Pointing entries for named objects
⁂

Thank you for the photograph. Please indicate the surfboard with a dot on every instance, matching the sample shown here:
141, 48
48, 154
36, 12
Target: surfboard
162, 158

⁂

### Problem requirements
Rewrite the rows, renaming every "surfboard" to "kayak" and leaving everything else unchanged.

### Response for this exercise
Thank you for the photograph. Please indicate the kayak with a dot on every instance, matching the sample shown here:
141, 48
48, 154
36, 12
Target: kayak
162, 158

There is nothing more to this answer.